**Extracted data:**
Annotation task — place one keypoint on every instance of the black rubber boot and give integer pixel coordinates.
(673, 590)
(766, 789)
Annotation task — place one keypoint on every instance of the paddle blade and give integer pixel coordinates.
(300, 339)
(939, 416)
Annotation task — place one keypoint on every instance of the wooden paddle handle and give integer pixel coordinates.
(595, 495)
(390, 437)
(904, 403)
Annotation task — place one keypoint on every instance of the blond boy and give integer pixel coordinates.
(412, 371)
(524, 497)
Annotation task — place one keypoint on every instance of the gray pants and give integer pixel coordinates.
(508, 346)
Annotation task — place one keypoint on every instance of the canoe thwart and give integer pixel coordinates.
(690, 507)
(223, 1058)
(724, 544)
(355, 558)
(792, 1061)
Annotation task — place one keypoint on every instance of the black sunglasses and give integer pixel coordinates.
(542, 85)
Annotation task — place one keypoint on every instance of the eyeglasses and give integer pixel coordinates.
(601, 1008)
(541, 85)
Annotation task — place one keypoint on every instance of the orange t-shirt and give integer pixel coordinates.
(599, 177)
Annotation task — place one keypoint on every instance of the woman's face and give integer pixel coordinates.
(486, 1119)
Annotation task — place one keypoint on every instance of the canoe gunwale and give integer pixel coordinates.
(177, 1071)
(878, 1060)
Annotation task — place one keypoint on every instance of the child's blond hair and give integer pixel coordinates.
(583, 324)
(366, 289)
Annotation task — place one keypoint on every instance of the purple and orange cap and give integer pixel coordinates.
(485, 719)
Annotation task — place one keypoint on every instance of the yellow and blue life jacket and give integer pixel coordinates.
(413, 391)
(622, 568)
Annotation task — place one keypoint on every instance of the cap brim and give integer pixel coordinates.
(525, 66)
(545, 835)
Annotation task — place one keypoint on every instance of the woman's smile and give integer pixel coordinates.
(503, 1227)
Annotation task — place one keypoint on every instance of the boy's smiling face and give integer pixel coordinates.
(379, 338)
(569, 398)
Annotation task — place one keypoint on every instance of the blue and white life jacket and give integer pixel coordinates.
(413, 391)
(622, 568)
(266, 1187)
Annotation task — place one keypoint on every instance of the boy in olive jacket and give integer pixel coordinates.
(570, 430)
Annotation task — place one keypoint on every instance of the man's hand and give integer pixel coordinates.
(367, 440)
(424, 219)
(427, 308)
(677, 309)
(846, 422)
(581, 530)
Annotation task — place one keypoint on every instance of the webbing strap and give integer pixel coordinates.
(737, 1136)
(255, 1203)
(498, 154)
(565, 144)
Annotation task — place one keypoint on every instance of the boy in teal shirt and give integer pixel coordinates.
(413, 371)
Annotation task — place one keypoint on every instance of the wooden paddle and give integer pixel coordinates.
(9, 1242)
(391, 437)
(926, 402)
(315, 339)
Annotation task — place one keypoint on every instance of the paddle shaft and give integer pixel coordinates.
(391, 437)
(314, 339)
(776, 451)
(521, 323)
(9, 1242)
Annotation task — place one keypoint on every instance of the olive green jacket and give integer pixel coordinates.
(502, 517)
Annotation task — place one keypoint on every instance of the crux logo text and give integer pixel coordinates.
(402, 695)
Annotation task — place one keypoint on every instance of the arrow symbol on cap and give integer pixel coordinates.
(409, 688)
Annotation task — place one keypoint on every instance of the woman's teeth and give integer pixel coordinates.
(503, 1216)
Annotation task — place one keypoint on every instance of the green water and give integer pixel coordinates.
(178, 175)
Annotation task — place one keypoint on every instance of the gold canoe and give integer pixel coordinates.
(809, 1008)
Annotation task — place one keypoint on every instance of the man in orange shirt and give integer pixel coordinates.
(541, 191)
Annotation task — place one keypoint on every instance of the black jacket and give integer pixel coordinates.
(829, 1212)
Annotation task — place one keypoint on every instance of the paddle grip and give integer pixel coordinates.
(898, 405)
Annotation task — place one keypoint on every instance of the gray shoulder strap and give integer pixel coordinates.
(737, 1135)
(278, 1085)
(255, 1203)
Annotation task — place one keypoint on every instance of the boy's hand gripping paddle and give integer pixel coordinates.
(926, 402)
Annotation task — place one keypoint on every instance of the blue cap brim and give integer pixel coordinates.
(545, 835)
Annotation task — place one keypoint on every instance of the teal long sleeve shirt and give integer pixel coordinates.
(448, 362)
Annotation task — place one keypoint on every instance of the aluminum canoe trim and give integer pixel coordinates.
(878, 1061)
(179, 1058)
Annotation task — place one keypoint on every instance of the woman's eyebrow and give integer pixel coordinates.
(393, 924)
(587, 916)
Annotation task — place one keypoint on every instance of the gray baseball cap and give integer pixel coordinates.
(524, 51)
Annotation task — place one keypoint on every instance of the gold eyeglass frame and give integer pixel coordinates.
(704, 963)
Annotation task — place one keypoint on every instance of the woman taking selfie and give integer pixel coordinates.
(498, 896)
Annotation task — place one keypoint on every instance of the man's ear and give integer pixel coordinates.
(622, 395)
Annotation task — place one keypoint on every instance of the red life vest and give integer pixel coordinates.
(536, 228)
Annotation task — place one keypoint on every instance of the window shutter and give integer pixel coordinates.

**What you will do:**
Could you write out all the entries exactly as given?

**Answer to this task:**
Annotation task — place one keypoint on every instance of the black rubber boot and give integer pixel coordinates.
(673, 590)
(766, 789)
Annotation task — place one keypoint on every instance of the paddle blade and give integer pixel coordinates.
(300, 339)
(939, 416)
Annotation task — place one keypoint on every instance of the wooden paddle handle and give integer pixel coordinates.
(595, 495)
(390, 437)
(904, 403)
Annotation task — place one keypoint on every instance of the blond boy and give integer pixel coordinates.
(412, 371)
(524, 497)
Annotation task — place one keypoint on every instance of the gray pants and give integer pixel coordinates.
(508, 346)
Annotation task — place one keypoint on every instance of the canoe thwart and give integer pixel coordinates.
(690, 507)
(223, 1058)
(724, 544)
(355, 558)
(792, 1061)
Annotation task — place one keypoint on every instance of the black sunglasses and give integer pixel coordinates.
(542, 85)
Annotation task — place one keypoint on every instance of the eyeglasses and give integer pixel coordinates.
(601, 1008)
(541, 85)
Annotation task — place one keypoint on every instance of the orange t-shirt and give integer pixel coordinates.
(599, 177)
Annotation task — place one keypoint on every instance of the woman's face and give integer pixel coordinates.
(486, 1119)
Annotation task — place one keypoint on every instance of the canoe gunwale and give integer pixel coordinates.
(177, 1071)
(878, 1060)
Annotation task — place one keypoint on every instance of the child's blond hair and give integer pixel coordinates.
(583, 324)
(366, 289)
Annotation task — place one keypoint on every instance of the purple and orange cap and give integer pixel coordinates.
(485, 719)
Annotation task — place one keypoint on every instance of the yellow and blue life jacket and give integer pixel coordinates.
(413, 391)
(622, 568)
Annotation task — place one keypoint on every instance of the cap brim and give integer pixel coordinates.
(525, 66)
(545, 835)
Annotation task — place one keypoint on every instance of the woman's smile and give integer pixel coordinates.
(503, 1227)
Annotation task — place one keypoint on every instance of the boy's smiling face and give integer pixel coordinates.
(379, 338)
(569, 398)
Annotation task — place one keypoint on every instance of the blue and white life jacket and give integer pixel coordinates.
(413, 391)
(622, 568)
(266, 1187)
Annotation task — place one keypoint on every instance of the boy in olive jacket and give integer pixel coordinates.
(570, 430)
Annotation task — place one keypoint on every instance of the man's hand and give integer pixel coordinates.
(367, 440)
(424, 219)
(427, 308)
(677, 309)
(846, 422)
(581, 530)
Annotation task — place one keypoint on every instance of the webbing strap and give integer pixel coordinates.
(737, 1136)
(255, 1203)
(498, 154)
(565, 144)
Annotation task — place one keypoint on every instance of the boy in teal shirt and give integer pixel coordinates.
(413, 371)
Annotation task — place one keypoint on every instance of the wooden paddle and give integer pixel coordinates.
(9, 1242)
(391, 437)
(926, 402)
(315, 339)
Annotation task — place one keypoint on every instance of the paddle shaft and give integer pixel coordinates.
(391, 437)
(314, 339)
(776, 451)
(521, 323)
(9, 1242)
Annotation task — place one keypoint on every instance of the olive green jacket and give integer pixel coordinates.
(502, 517)
Annotation task — place one keypoint on every instance of the crux logo text and give integer pixel coordinates.
(402, 695)
Annotation task — place one keypoint on every instance of the arrow symbol on cap and give integer pixel coordinates.
(409, 688)
Annotation task — place one keypoint on every instance of the woman's teeth and give integer pixel coordinates.
(503, 1216)
Annotation task — place one keypoint on every instance of the green water and give integer pixel coordinates.
(178, 175)
Annotation task — place one keypoint on every instance of the gold canoe and give integer pixel coordinates.
(809, 1008)
Annotation task — place one keypoint on every instance of the man in orange shirt and give integer pixel coordinates.
(541, 191)
Annotation task — place one keypoint on every instance of the black jacket and give integer pixel coordinates.
(829, 1212)
Annotation task — place one keypoint on every instance of the paddle grip and give integer pixel coordinates.
(898, 405)
Annotation task — place one keypoint on every instance of the gray shoulder strap and give integer pixel coordinates.
(737, 1135)
(278, 1085)
(255, 1203)
Annotation task — place one keypoint on every instance of the boy's hand gripping paddle and give integer pixel coordinates.
(926, 402)
Annotation task — place one keypoint on every instance of the blue cap brim and give integer pixel coordinates.
(545, 835)
Annotation task — place one keypoint on every instance of the teal long sleeve shirt and give integer pixel coordinates.
(448, 362)
Annotation task — place one keypoint on every instance of the aluminum canoe trim and give integer pixel coordinates.
(878, 1061)
(179, 1058)
Annotation task — place one keypoint on every instance of the woman's eyebrow and give integer pixel coordinates.
(393, 924)
(587, 916)
Annotation task — place one keypoint on every instance of the gray baseball cap and give integer pixel coordinates.
(524, 51)
Annotation task — place one keypoint on every instance of the gold eyeglass frame and give integer pixel coordinates.
(704, 963)
Annotation task — place one keypoint on every instance of the woman taking selfie and give integer pixel coordinates.
(498, 896)
Annotation task — place one keypoint on every instance of the man's ear and give integer pixel coordinates.
(622, 395)
Annotation task — place one keypoint on every instance of the red life vest and give integer pixel coordinates.
(536, 228)
Annotation task — place one keypoint on every instance of the window shutter and give integer pixel coordinates.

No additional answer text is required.